# Start of TEXT SECTION

D&D 5E Simulation vs Game - Where should D&D 5e aim?

I dunno, I've read a lot of Shadowrun novels where people get seriously injured and it doesn't significantly impact their ability to act (and then they either get magical healing, spend a week in bed, or die from further wounds).

I also recently started the Dresden Files, and he's shown a remarkable ability to get shot and set on fire and thrown through fences - without letting it impact his performance, but with adequately describing the pain and the effort required to keep going on in spite of his wounds. Of course, he also passes out from his wounds, or gets KO'd outright, on a fair number of occasions.

All in all, I would say that Hit Points do a fantastic job of emulating the wounds that happen in the relevant fiction. (Thankfully, I have little basis in reality with which to offer comparison.)

I'd beg to differ; as applied to D&D, hit points are a terrible representation of the idea of fighting through pain despite wounds, passing out from wounds, being KO'd, etc.

In D&D, you can not be KO'd or pass out from wounds solely and directly due to a particular wound unless that wound takes you below 0 (or your DM is using the massive damage rule and you happen to take enough damage in a single blow to cross that threshold). For routine "the orc hits, you take 6 points of damage" wounds during combat when you still have enough hp, you subtract it from your hp total and continue on as if nothing happened. All of the conditions are independent (stunned, dazed, shaken, etc.) of the amount of hit point damage a particular attack causes. It is a binary effect. You are either 100% effective or your hp crosses zero and you are now 100% ineffective. SWSE tries to fix this using the condition track, but I'm not certain how effective it is as I've never played SWSE.

Let's compare that to some other systems.

1. Marvel Superheroes (yellow box) - you subtract damage taken from your health. When it hits zero, you have to make an Endurance check. You either end up being unconscious or (if you make a bad roll), you start dying - every round your Endurance drops one rank until you cack it or someone helps you.

This sounds very similar to D&D. I'd argue that for a supers game, this type of mechanic works. For D&D in anything other than a superheroic mode of play, it doesn't.

2. Star Frontiers - when your current Stamina drops below 1/2 of the full amount, you can only move at half speed and carry only half, your attacks are at a -10% penalty and you can only fire one shot per turn. Any to-hit roll of 01 or 02 (%-tile system) causes unconsciousness, as does any blunt attack roll that ends with a zero (i.e. 10, 20, 30, etc.) Burn damage that is more than half your Stamina score completely incapacitates you. Not perfect, but certainly shows some intent to cause capability degradation as the character continues to take damage.

# End of TEXT SECTION
# Start of LISTED ENTRIES

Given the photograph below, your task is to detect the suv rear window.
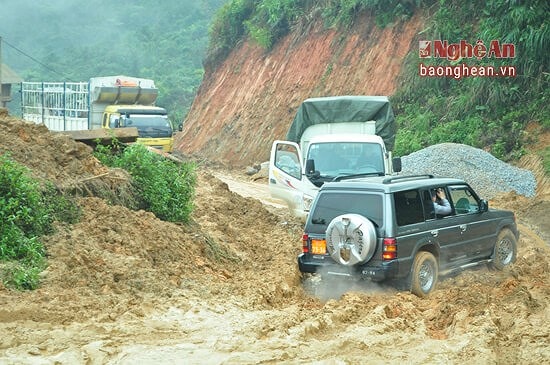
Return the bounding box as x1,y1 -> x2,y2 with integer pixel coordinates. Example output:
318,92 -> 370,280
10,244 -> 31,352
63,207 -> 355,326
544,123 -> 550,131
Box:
394,190 -> 424,226
310,192 -> 383,233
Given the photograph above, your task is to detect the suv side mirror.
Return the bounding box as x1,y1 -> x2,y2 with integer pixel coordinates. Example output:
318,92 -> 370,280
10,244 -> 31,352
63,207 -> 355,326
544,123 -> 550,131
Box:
392,157 -> 402,172
479,199 -> 489,213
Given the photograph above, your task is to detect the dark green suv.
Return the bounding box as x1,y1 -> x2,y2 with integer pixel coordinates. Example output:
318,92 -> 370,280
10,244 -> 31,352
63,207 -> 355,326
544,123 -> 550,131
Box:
298,175 -> 519,297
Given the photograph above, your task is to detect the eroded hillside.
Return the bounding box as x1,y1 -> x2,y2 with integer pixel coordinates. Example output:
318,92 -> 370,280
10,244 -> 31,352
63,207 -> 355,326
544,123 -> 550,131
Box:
176,17 -> 423,166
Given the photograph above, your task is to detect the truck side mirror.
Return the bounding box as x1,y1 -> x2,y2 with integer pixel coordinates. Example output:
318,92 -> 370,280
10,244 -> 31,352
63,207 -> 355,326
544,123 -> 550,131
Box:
392,157 -> 402,172
479,199 -> 489,213
306,159 -> 315,175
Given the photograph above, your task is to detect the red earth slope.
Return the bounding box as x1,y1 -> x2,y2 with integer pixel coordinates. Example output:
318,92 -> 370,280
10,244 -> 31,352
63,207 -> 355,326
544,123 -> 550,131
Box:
176,14 -> 423,167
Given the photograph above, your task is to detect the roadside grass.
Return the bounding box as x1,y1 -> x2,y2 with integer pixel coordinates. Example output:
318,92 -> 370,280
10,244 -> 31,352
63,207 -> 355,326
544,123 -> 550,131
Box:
0,154 -> 80,290
94,139 -> 197,223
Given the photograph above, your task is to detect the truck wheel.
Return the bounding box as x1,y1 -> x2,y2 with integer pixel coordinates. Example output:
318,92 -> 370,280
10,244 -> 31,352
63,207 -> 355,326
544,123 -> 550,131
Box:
326,214 -> 376,266
493,228 -> 517,270
411,251 -> 438,298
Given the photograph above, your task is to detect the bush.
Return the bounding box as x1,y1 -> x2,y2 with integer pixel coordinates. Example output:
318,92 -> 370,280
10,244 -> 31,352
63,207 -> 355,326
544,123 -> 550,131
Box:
0,155 -> 80,289
96,141 -> 196,222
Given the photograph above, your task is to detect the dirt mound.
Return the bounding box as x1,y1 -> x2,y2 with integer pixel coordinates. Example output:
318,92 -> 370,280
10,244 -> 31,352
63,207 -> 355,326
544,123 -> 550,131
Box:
0,112 -> 550,364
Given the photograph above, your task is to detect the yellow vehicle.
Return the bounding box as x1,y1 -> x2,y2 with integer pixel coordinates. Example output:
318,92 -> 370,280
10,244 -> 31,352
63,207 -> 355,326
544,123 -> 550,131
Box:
21,76 -> 174,152
101,105 -> 174,152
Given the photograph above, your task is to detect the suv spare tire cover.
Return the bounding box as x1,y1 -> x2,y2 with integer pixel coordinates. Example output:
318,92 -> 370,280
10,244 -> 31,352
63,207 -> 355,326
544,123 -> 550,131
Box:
326,214 -> 376,266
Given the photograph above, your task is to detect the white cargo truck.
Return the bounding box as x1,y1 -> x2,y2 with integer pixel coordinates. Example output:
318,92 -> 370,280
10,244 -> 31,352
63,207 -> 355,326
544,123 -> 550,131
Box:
269,96 -> 401,218
21,76 -> 174,152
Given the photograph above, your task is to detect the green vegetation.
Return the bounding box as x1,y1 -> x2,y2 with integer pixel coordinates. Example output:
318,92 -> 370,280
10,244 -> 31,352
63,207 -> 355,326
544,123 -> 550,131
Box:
392,0 -> 550,160
0,155 -> 80,289
95,141 -> 196,222
208,0 -> 550,164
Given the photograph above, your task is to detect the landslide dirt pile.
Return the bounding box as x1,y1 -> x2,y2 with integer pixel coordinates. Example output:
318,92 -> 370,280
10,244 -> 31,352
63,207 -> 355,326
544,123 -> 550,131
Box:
0,116 -> 306,321
0,112 -> 550,364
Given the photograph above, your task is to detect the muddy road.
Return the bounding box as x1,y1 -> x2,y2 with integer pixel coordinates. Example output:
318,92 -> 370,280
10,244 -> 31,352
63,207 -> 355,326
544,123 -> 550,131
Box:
0,116 -> 550,365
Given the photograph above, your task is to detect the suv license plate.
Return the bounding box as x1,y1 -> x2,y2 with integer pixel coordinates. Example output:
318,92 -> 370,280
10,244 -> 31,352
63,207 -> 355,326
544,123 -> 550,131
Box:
311,239 -> 327,255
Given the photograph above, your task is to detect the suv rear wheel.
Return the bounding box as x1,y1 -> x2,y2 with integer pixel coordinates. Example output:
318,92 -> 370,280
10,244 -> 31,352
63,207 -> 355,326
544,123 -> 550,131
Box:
493,228 -> 517,270
411,251 -> 438,298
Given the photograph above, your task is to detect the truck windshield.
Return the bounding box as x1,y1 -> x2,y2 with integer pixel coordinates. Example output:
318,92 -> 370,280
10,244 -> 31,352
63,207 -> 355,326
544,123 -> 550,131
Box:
307,142 -> 384,178
124,114 -> 173,138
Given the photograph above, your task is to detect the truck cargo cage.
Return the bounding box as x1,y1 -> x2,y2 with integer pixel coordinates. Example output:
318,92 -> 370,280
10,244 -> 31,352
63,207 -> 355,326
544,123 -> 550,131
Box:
21,82 -> 90,131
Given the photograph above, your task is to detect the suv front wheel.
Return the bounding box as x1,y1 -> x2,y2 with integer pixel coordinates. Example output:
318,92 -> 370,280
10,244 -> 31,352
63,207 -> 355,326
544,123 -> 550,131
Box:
411,251 -> 438,298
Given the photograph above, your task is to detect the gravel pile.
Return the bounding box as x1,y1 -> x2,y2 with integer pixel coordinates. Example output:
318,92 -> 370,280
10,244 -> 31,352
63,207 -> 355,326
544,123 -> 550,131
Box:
401,143 -> 537,199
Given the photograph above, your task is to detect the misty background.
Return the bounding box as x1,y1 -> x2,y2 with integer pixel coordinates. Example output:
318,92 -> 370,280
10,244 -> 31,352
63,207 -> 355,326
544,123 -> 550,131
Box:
0,0 -> 226,122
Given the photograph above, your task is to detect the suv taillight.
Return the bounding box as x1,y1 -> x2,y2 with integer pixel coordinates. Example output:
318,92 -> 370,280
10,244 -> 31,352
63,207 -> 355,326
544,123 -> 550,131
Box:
382,238 -> 397,260
302,233 -> 309,253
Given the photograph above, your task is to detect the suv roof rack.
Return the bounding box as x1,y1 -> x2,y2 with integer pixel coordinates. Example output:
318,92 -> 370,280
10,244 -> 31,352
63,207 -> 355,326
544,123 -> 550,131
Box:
382,174 -> 434,184
332,172 -> 384,181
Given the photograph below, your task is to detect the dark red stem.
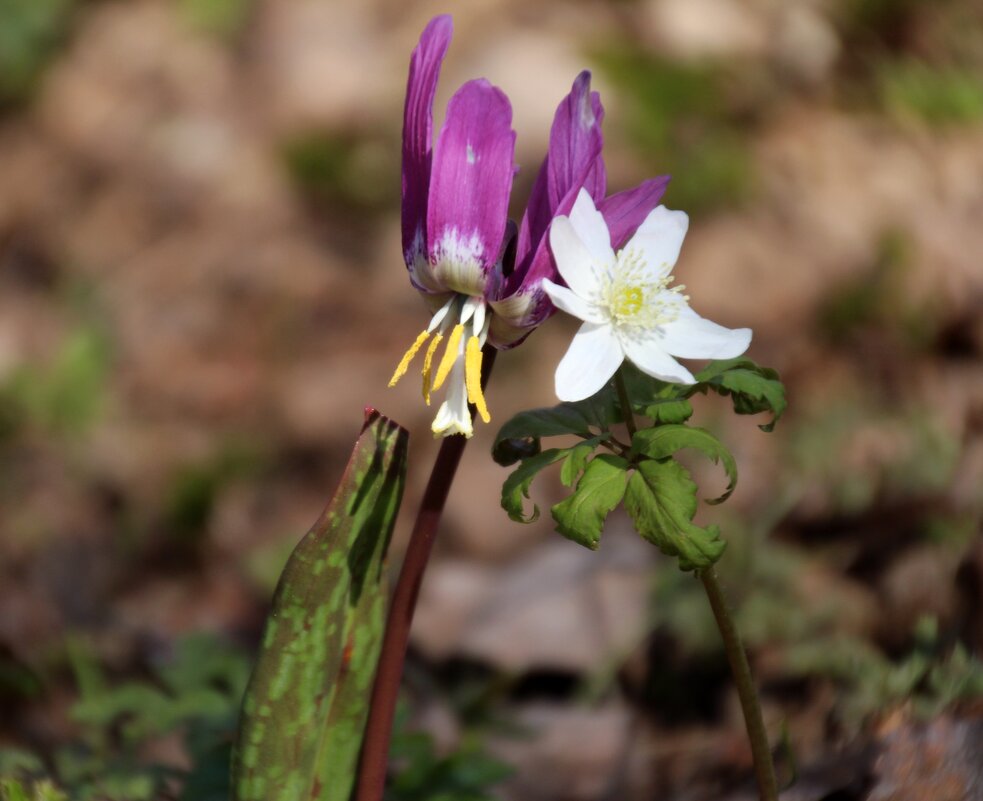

# End of LISTED ENTRIES

▸ **PROBLEMS AND TASKS**
A. In the forum discussion about hit points, what must a Marvel Superheroes character do when their health reaches zero?
B. Carry on the forum discussion about hit points from its last sentence.
Nothing in the listing is needed to do what is asked here.

▸ **WRITTEN ANSWERS**
A. They must make an Endurance check.

B.
3. TORG - this system allows four types of damage when an attack causes injury - shock, knockout, wounds, or knockdown. Shock damage results in unconsciousness. knockouts are a tiered set of damage (representing getting your bell rung) that can lead to unconsciousness or add to your shock damage. Knockdown does just what it says. Wounds have four levels (wounded, heavily wounded, mortally wounded, and dead). Wounds are cumulative (have a heavy wound already and take a second - you are now mortally wounded). Each wound level provides penalties to actions. Mortal wounds also give you shock damage each round. The amount of damage you do results in a sliding scale that starts with KO damage and knockdowns at the lower end and ends up with wounds and shock damage at the higher end.

This seems a bit complicated (perhaps overly so), but it certainly tries to scale capability degradation based upon the wound severity. There is no binary "100% capable until I'm not."

4. Twilight:2013 (Twilight:2000 v3) - in this system, you have a "base hit points" that is determined by your Muscle and Fitness values (think Strength and Constitution in D&D terms). No additional hp gains at each level - you have what you have, whether you are a person, an elephant, or a lion. This system than takes that base value and sets multiples of it as "trip points"for wound levels (slight, moderate, serious, and critical) based upon hit location (so, for example, the torso area has wound trip points at 1 hp, base hp, 2x base hp, and 3x base hp while the head has trip points at 1 hp, base/2 hp, base hp, and base x1.5 hp). In this system, you compare damage from a hit to those thresholds. So - if your base hit points are 10, you have torso trip points of 1, 10, 20, 30 - an attack that hits your chest for 6 points of damage results in a slight wound (1<damage<10). A second wound of similar severity moves your wound level to the next level (so taking a 2nd hit resulting in a serious wound now moves that hit location to the critical level). Each level wound causes some type of capability degradation (from causing just a -1 penalty for a slight wound, up to -4 for a critical wound) as well as the possibility of going into shock or bleeding out and dying, with some wounds (such as a critical head wound) also causing unconsciousness.

I like this system best because it provides increasing levels of capability degradation based upon the level of wound severity along with the chance of being taken out of the fight because of the physiological effects resulting from, but not immediately directly caused by the wound. This is how most people imagine things could possibly happen in real life - when you read accounts of people who pass out from a flesh wound and other people continuing to fight after having taken a lethal wound. May not be a perfect simulation, but it provides the illusion of being a simulation - and that is better than the use of hit points, in my opinion.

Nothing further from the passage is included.